▶ [Entries for pointing and labeling]
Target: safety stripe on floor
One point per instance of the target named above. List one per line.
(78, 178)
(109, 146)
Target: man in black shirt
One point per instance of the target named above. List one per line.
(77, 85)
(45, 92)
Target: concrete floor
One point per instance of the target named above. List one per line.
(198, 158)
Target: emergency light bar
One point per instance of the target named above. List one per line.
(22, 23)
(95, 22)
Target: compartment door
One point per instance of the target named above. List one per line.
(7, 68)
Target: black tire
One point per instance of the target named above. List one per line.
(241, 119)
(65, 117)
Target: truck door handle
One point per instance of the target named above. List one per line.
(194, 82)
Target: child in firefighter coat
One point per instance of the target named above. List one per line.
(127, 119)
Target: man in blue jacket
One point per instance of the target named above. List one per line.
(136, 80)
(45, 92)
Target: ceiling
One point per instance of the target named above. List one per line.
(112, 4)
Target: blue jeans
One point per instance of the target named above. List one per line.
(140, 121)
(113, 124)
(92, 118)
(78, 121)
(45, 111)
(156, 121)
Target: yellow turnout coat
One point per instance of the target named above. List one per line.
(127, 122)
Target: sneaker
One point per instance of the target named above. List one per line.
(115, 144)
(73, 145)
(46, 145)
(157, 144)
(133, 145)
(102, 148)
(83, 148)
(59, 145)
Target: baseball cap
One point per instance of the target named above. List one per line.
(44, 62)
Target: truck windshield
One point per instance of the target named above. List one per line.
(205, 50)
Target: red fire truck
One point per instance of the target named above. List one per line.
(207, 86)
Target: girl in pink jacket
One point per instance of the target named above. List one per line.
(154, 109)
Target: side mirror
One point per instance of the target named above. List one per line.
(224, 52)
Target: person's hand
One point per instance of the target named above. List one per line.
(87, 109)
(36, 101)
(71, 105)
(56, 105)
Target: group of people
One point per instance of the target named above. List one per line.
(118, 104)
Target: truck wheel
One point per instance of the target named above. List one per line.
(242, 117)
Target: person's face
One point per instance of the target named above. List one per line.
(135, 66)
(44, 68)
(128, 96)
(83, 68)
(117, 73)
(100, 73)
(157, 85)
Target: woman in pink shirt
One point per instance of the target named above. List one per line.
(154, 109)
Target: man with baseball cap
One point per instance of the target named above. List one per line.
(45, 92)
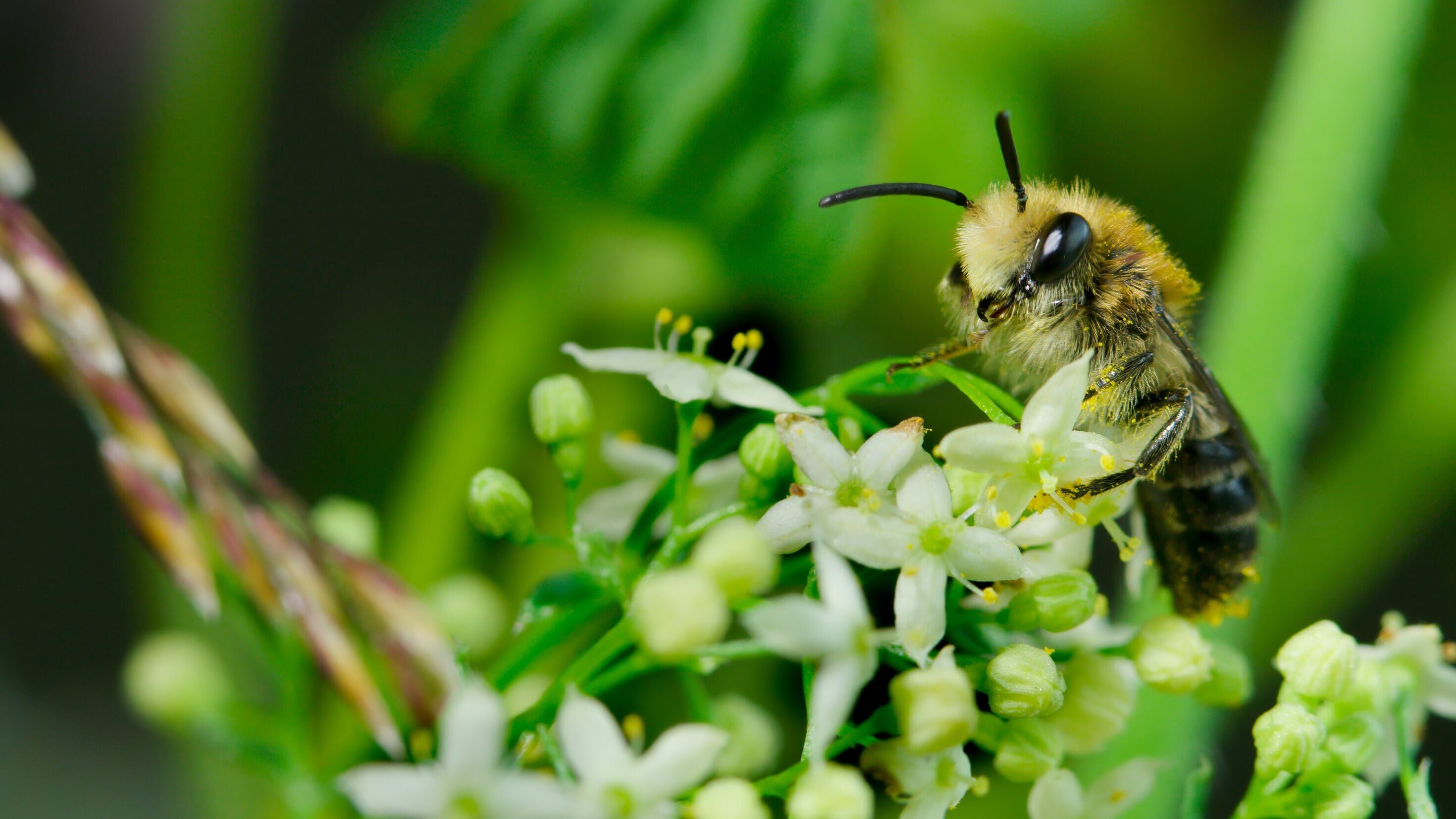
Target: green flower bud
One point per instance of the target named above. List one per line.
(561, 410)
(1024, 683)
(935, 706)
(471, 610)
(1286, 739)
(753, 737)
(1063, 601)
(677, 612)
(347, 524)
(1321, 661)
(1342, 798)
(966, 488)
(500, 507)
(728, 799)
(831, 792)
(175, 680)
(1354, 741)
(1231, 681)
(737, 558)
(764, 455)
(1171, 655)
(1101, 694)
(1029, 748)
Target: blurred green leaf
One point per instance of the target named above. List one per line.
(733, 115)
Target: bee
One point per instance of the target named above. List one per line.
(1046, 272)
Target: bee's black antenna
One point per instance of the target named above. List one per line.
(894, 190)
(1009, 154)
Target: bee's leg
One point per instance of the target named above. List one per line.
(1155, 455)
(1120, 373)
(945, 351)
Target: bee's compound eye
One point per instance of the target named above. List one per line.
(1060, 246)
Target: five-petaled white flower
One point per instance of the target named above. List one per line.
(928, 543)
(836, 476)
(617, 783)
(692, 376)
(836, 630)
(1043, 455)
(930, 784)
(1057, 795)
(467, 780)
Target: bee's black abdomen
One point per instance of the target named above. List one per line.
(1203, 523)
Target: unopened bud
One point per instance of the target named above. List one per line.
(500, 507)
(471, 610)
(1343, 798)
(935, 706)
(1101, 694)
(677, 612)
(561, 410)
(347, 524)
(728, 799)
(1231, 680)
(1286, 739)
(1354, 741)
(737, 558)
(1320, 661)
(175, 680)
(831, 792)
(753, 737)
(764, 455)
(1024, 683)
(1029, 748)
(1171, 655)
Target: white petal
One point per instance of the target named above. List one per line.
(1057, 795)
(683, 380)
(635, 459)
(590, 738)
(870, 539)
(737, 386)
(788, 524)
(992, 449)
(472, 729)
(394, 792)
(921, 606)
(832, 697)
(839, 587)
(637, 361)
(683, 757)
(1053, 410)
(925, 494)
(614, 510)
(985, 555)
(795, 627)
(1122, 787)
(887, 452)
(816, 450)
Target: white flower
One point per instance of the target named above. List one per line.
(928, 543)
(930, 784)
(1046, 453)
(836, 476)
(692, 376)
(836, 630)
(467, 780)
(614, 510)
(617, 783)
(1057, 795)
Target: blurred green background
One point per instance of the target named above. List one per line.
(375, 223)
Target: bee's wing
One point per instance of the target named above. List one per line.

▶ [Aim] Reproduce verbatim the lines of the data from the line containing "Target: bee's black antenna" through the line containing "(1203, 523)", both lines included.

▶ [Answer to the exercise]
Target: bee's black antenna
One point per instance of the target named above. List one per line.
(894, 190)
(1009, 154)
Target: bee's leg
One point per instance of the target named above. List one per line.
(1155, 455)
(1120, 373)
(945, 351)
Target: bee's compound eye
One point per instance of the target named above. List one per line.
(1060, 246)
Target: five-petaled white flower
One point per instance of the target named above. List one per line.
(928, 543)
(836, 476)
(617, 783)
(692, 376)
(836, 630)
(1043, 455)
(930, 784)
(1057, 795)
(467, 780)
Target: bee's black abdomen
One point per instance of the target named above. List one per line.
(1203, 523)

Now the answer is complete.